### Supplied information
>> Begin

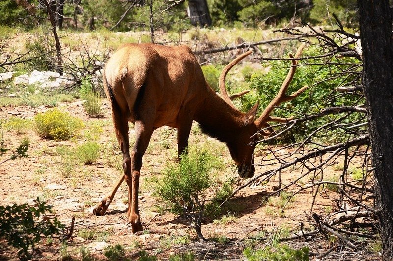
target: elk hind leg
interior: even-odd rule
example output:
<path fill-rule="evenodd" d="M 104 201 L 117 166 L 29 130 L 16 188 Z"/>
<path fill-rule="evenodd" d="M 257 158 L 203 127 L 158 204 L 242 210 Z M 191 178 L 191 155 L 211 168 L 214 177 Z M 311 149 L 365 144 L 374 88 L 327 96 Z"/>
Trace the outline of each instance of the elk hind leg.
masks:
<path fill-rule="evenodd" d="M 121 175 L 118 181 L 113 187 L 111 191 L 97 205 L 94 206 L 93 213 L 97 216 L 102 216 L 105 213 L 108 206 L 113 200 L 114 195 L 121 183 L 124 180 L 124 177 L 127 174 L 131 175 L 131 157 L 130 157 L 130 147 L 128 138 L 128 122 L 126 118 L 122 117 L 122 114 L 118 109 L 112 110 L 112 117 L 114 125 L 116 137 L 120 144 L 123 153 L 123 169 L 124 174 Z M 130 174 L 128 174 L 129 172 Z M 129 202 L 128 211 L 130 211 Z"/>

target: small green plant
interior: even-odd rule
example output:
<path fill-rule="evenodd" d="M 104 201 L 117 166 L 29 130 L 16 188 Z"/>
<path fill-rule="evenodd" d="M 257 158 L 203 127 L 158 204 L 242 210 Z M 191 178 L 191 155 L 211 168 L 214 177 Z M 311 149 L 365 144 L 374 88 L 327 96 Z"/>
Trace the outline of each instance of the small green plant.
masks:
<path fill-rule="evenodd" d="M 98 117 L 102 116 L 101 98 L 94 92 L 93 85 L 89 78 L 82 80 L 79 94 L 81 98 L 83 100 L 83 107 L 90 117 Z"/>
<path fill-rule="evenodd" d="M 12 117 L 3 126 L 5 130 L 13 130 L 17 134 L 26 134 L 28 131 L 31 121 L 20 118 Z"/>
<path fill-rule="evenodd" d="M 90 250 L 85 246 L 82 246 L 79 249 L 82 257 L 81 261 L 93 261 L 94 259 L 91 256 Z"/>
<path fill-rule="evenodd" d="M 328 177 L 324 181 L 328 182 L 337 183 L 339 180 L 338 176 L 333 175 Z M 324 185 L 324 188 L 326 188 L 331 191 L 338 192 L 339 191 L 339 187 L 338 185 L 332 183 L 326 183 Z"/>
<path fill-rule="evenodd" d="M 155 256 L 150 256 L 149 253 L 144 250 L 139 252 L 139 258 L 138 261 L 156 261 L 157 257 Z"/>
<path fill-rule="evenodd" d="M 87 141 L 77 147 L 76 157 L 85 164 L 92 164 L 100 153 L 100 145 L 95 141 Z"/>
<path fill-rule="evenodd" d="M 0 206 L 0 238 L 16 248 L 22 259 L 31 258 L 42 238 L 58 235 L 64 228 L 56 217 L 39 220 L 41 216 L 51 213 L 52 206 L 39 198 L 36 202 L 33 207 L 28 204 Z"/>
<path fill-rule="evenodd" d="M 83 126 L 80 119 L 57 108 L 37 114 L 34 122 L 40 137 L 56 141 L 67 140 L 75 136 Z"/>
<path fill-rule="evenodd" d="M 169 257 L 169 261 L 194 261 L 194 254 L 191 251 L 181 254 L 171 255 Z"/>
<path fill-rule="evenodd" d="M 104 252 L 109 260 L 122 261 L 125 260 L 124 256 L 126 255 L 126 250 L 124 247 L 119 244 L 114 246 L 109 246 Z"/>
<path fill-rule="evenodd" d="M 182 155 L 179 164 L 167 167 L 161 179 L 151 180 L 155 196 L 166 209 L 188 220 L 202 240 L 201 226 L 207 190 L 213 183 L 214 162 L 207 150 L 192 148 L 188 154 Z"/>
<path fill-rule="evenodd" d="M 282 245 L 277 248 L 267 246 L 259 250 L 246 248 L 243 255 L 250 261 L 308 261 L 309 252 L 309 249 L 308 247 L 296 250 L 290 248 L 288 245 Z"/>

>> End

From the listing above, print every entry precisely and drop the pictures.

### Written response
target: elk hind leg
interior: even-odd rule
example output:
<path fill-rule="evenodd" d="M 104 201 L 117 166 L 29 130 L 16 188 Z"/>
<path fill-rule="evenodd" d="M 257 158 L 203 127 L 158 204 L 242 210 Z M 191 178 L 191 155 L 211 168 L 214 177 Z M 311 149 L 365 144 L 374 88 L 327 96 Z"/>
Trace the outline of each instance of the elk hind leg.
masks:
<path fill-rule="evenodd" d="M 121 175 L 118 181 L 113 187 L 111 191 L 97 205 L 94 206 L 93 213 L 97 216 L 102 216 L 105 213 L 108 206 L 113 200 L 114 195 L 121 183 L 124 180 L 124 177 L 127 174 L 131 175 L 131 157 L 130 157 L 130 147 L 128 138 L 128 122 L 126 118 L 122 117 L 122 114 L 118 109 L 112 110 L 112 117 L 114 125 L 116 137 L 120 144 L 123 153 L 123 169 L 124 174 Z M 130 174 L 128 174 L 129 172 Z M 129 202 L 128 211 L 130 211 Z"/>

target: small green plant
interior: even-odd rule
example output:
<path fill-rule="evenodd" d="M 104 201 L 117 166 L 29 130 L 16 188 Z"/>
<path fill-rule="evenodd" d="M 257 158 L 203 127 L 158 204 L 242 210 Z M 191 178 L 191 155 L 211 168 L 214 177 Z M 311 149 L 365 144 L 374 88 L 327 96 Z"/>
Trace the outline of each instance of the small green plant.
masks:
<path fill-rule="evenodd" d="M 98 117 L 102 116 L 101 98 L 94 92 L 93 85 L 89 78 L 82 80 L 79 94 L 81 98 L 83 100 L 83 107 L 90 117 Z"/>
<path fill-rule="evenodd" d="M 12 117 L 3 126 L 5 130 L 13 130 L 17 134 L 26 134 L 28 131 L 31 121 L 20 118 Z"/>
<path fill-rule="evenodd" d="M 90 250 L 85 246 L 82 246 L 79 249 L 82 257 L 81 261 L 93 261 L 94 259 L 91 256 Z"/>
<path fill-rule="evenodd" d="M 328 177 L 324 181 L 328 182 L 337 183 L 339 180 L 338 176 L 333 175 Z M 324 185 L 324 188 L 326 188 L 331 191 L 338 192 L 339 191 L 339 187 L 338 185 L 332 183 L 326 183 Z"/>
<path fill-rule="evenodd" d="M 155 256 L 150 256 L 149 253 L 144 250 L 139 252 L 139 258 L 138 261 L 156 261 L 157 257 Z"/>
<path fill-rule="evenodd" d="M 87 141 L 77 147 L 76 157 L 85 164 L 92 164 L 100 153 L 100 145 L 95 141 Z"/>
<path fill-rule="evenodd" d="M 0 206 L 0 238 L 16 248 L 22 259 L 31 258 L 42 238 L 58 235 L 64 228 L 56 217 L 39 220 L 41 216 L 51 213 L 52 206 L 39 198 L 36 202 L 33 207 L 28 204 Z"/>
<path fill-rule="evenodd" d="M 83 126 L 80 119 L 57 108 L 37 114 L 34 122 L 40 137 L 56 141 L 67 140 L 75 136 Z"/>
<path fill-rule="evenodd" d="M 169 257 L 169 261 L 194 261 L 194 254 L 191 251 L 181 254 L 171 255 Z"/>
<path fill-rule="evenodd" d="M 104 252 L 109 260 L 122 261 L 125 260 L 124 256 L 126 255 L 126 250 L 124 247 L 119 244 L 114 246 L 109 246 Z"/>
<path fill-rule="evenodd" d="M 182 155 L 179 164 L 167 167 L 161 179 L 151 180 L 155 196 L 166 209 L 188 220 L 202 240 L 201 226 L 207 190 L 213 183 L 214 162 L 207 150 L 192 148 L 188 154 Z"/>
<path fill-rule="evenodd" d="M 282 245 L 277 248 L 267 246 L 259 250 L 246 248 L 243 255 L 250 261 L 308 261 L 309 252 L 309 249 L 308 247 L 296 250 L 290 248 L 288 245 Z"/>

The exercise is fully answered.